TASK TO COMPLETE
Copy everything in the data below from the line containing "Detect mustache. Use" down to the line containing "185, 25, 447, 418", including both of those lines, and reproduce them exactly as they appear.

SUPPLIED INFORMATION
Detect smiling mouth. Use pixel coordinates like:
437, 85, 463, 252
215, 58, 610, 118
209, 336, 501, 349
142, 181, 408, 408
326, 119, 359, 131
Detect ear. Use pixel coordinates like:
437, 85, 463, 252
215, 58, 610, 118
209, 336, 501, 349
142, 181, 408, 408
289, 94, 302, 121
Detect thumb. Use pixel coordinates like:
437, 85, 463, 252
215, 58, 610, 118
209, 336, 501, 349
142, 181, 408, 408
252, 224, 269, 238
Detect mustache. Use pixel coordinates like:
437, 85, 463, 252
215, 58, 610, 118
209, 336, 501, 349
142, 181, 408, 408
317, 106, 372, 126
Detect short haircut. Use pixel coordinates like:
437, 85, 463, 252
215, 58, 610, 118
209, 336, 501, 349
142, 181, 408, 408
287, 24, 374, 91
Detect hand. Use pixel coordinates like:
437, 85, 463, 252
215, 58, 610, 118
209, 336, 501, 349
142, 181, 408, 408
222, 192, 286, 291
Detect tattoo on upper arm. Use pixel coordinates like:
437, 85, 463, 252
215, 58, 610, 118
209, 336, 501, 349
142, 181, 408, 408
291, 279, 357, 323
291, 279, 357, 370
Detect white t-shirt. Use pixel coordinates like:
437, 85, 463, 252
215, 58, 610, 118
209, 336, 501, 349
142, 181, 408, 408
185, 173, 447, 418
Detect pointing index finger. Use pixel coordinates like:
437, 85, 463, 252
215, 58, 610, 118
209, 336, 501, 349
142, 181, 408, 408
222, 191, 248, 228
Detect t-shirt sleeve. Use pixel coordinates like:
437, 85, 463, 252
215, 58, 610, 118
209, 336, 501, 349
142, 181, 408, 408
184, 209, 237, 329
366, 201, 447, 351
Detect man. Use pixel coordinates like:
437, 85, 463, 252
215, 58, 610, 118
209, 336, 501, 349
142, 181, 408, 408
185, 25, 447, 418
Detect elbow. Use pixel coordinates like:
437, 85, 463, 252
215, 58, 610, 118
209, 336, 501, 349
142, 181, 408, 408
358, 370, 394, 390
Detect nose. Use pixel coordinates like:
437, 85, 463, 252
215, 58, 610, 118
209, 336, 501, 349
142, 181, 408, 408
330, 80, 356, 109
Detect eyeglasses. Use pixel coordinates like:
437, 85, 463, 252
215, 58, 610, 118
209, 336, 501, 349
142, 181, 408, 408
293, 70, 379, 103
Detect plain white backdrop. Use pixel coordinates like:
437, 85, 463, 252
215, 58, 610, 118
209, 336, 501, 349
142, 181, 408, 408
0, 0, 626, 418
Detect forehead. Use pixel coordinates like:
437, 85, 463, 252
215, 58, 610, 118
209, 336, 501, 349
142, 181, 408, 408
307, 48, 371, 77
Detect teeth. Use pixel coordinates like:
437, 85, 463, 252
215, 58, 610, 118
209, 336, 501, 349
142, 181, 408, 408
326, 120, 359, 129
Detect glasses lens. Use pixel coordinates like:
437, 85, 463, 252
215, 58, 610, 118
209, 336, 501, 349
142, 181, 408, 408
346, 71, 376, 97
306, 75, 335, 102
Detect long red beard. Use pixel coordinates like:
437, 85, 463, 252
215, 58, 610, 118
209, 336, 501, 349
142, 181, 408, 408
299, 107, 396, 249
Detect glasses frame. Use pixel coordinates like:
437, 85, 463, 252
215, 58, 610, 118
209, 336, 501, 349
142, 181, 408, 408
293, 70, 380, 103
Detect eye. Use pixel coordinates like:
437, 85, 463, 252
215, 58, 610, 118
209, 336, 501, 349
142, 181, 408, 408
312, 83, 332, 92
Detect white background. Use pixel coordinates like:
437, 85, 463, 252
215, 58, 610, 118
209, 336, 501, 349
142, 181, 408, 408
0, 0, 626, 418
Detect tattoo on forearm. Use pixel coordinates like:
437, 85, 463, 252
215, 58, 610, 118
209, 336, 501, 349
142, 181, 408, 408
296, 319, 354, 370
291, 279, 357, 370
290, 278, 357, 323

WRITTEN ANSWER
Detect mustache. Use pixel coordinates like:
437, 85, 463, 252
215, 58, 610, 118
209, 336, 501, 349
142, 181, 408, 408
317, 106, 372, 126
Detect short haircut. Use pixel coordinates like:
437, 85, 463, 252
215, 58, 610, 118
209, 336, 501, 349
142, 181, 408, 408
287, 24, 374, 91
Detect hand. Use pixel coordinates like:
437, 85, 463, 252
215, 58, 610, 118
209, 336, 501, 349
142, 181, 408, 408
222, 192, 286, 291
Detect tattoo on upper arm. Use pixel coordinates like:
437, 85, 463, 252
215, 58, 610, 118
209, 336, 501, 349
142, 181, 408, 408
291, 279, 357, 323
291, 279, 357, 370
Detect white t-shirt. Use pixel coordinates like:
437, 85, 463, 252
215, 58, 610, 118
209, 336, 501, 349
142, 181, 408, 408
185, 173, 447, 418
Detect pointing index finger. Use pixel coordinates like:
437, 85, 463, 252
215, 58, 610, 118
209, 336, 501, 349
142, 181, 408, 408
222, 191, 248, 228
Detect t-shirt sleeve. Use pixel coordinates like:
437, 85, 463, 252
215, 58, 610, 118
209, 336, 501, 349
142, 181, 408, 408
184, 209, 237, 329
366, 201, 447, 351
Detect man. Use pixel coordinates like:
437, 85, 463, 252
215, 58, 610, 118
209, 336, 501, 349
142, 181, 408, 408
185, 25, 447, 418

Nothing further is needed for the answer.